### Direction:
Convert every line of the items below into a JSON list of strings, with one string per line and blank lines omitted.

### Dataset:
↓↓↓

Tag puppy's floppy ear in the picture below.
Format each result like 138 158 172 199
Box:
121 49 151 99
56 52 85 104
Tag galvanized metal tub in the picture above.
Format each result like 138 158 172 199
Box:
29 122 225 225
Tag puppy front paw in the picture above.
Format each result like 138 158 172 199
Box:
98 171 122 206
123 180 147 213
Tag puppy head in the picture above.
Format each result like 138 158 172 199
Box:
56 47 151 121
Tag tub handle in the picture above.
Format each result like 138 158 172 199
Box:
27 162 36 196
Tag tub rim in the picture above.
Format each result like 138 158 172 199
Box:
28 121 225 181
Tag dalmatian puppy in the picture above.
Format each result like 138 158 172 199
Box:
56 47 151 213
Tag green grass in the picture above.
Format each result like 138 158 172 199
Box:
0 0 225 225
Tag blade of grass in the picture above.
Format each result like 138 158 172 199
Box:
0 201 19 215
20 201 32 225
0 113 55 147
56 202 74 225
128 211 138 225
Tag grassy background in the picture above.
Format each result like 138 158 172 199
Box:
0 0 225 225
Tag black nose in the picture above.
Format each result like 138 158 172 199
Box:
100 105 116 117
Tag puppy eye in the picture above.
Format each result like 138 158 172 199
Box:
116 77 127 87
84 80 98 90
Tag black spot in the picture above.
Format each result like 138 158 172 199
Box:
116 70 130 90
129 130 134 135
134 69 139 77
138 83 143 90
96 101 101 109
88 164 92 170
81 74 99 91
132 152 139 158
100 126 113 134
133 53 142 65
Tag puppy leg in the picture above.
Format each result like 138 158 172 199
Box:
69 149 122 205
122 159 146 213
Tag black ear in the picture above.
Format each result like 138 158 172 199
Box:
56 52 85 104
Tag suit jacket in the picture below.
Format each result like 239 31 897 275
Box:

↑↑↑

### Solution for this problem:
[
  "Tag puppy's floppy ear in the picture below.",
  "Format each result like 138 158 172 199",
  "Box:",
  "121 49 151 99",
  "56 52 85 104",
  "Tag galvanized metal tub in the picture above.",
  "Format each result like 138 158 172 199",
  "Box:",
  "29 122 225 225",
  "Tag puppy front paw in the picture above.",
  "Format each result like 138 158 172 199",
  "Box:",
  "98 171 122 206",
  "123 180 147 213",
  "Tag puppy head in the picture above.",
  "Format each result like 138 158 172 199",
  "Box:",
  "56 47 151 121",
  "Tag tub handle in the picture above.",
  "Format each result like 138 158 172 199",
  "Box:",
  "27 162 36 196",
  "Tag tub rim in the picture above.",
  "Format each result like 138 158 172 199",
  "Box:",
  "28 121 225 181",
  "Tag dalmatian puppy in the picture above.",
  "Format each result like 138 158 172 199",
  "Box:",
  "56 47 151 213",
  "Tag green grass in the picture above.",
  "Format each result like 138 158 172 199",
  "Box:",
  "0 0 225 225",
  "Tag blade of grass in the picture above.",
  "Format each result like 138 158 172 199",
  "Box:",
  "0 201 19 215",
  "20 201 32 225",
  "0 113 55 147",
  "56 202 74 225",
  "128 211 138 225",
  "Tag grassy background in the picture above.",
  "Format each result like 138 158 172 199",
  "Box:",
  "0 0 225 225",
  "Tag black nose in the picture above.",
  "Format each result like 138 158 172 199",
  "Box:",
  "100 105 116 117",
  "Tag puppy eye in the picture above.",
  "Format each result like 138 158 172 199",
  "Box:",
  "116 77 127 87",
  "84 80 98 90",
  "Tag black spot in the picture above.",
  "Format each result like 138 158 172 199",
  "Box:",
  "116 70 130 90",
  "129 130 134 135",
  "134 69 139 77",
  "138 83 143 90",
  "96 101 101 109",
  "88 164 92 170",
  "81 74 99 91",
  "132 152 139 158",
  "100 126 113 134",
  "133 53 142 65",
  "Tag puppy leg in the picture above.",
  "Format each result like 138 158 172 199",
  "Box:",
  "69 149 122 205",
  "122 159 146 213",
  "Tag black ear in the picture above.",
  "Format each result like 138 158 172 199",
  "Box:",
  "56 52 85 104",
  "Tag suit jacket in the picture below.",
  "Format each result like 239 31 897 275",
  "Box:"
]